# EXCERPTED RECORDS start

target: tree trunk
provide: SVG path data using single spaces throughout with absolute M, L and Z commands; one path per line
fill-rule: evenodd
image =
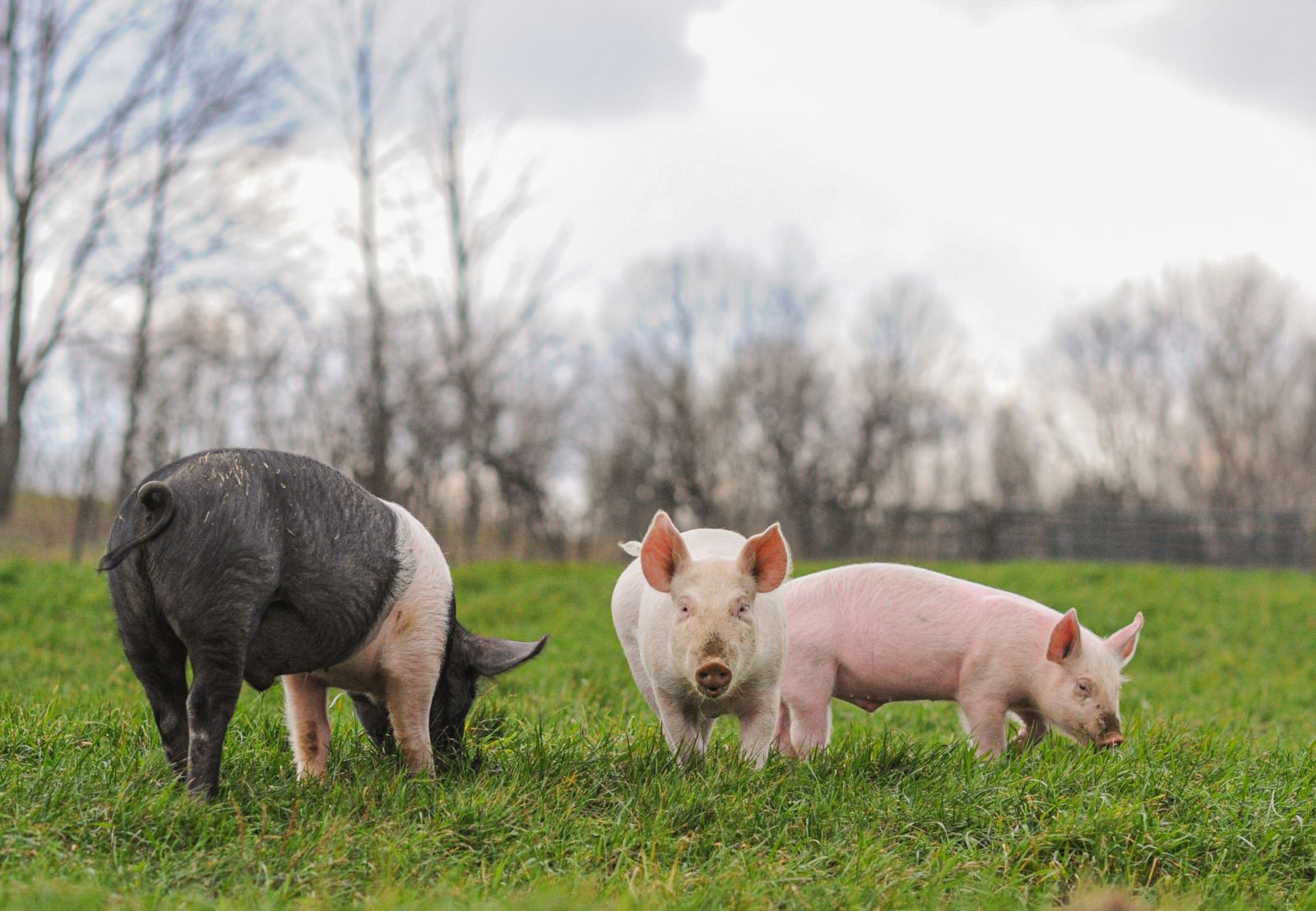
M 96 503 L 97 461 L 100 461 L 100 430 L 92 436 L 87 448 L 87 458 L 83 462 L 82 494 L 78 496 L 78 511 L 74 515 L 74 541 L 68 554 L 68 560 L 74 563 L 82 562 L 83 550 L 100 524 L 100 508 Z
M 5 371 L 5 421 L 0 428 L 0 521 L 13 513 L 18 494 L 18 465 L 22 456 L 22 404 L 28 380 L 22 375 L 22 309 L 28 290 L 28 217 L 32 194 L 18 200 L 14 211 L 13 300 L 9 311 L 9 353 Z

# EXCERPTED RECORDS end

Copy out all of the material above once more, requests included, adding 71 to every coordinate in the SVG path data, and leave out the pictures.

target: tree trunk
provide: SVG path data using single spaces throughout with absolute M, L and Z commands; one path per line
fill-rule: evenodd
image =
M 167 574 L 168 532 L 171 532 L 171 501 L 163 507 L 158 519 L 158 529 L 154 533 L 153 565 L 149 567 L 149 582 L 145 586 L 145 612 L 139 625 L 139 631 L 145 634 L 153 633 L 154 621 L 171 595 L 171 579 Z
M 76 442 L 76 492 L 71 499 L 71 592 L 84 584 L 89 565 L 89 536 L 93 527 L 93 475 L 99 451 L 93 446 L 93 380 L 99 361 L 99 288 L 103 265 L 89 271 L 85 282 L 84 371 L 80 382 L 80 424 Z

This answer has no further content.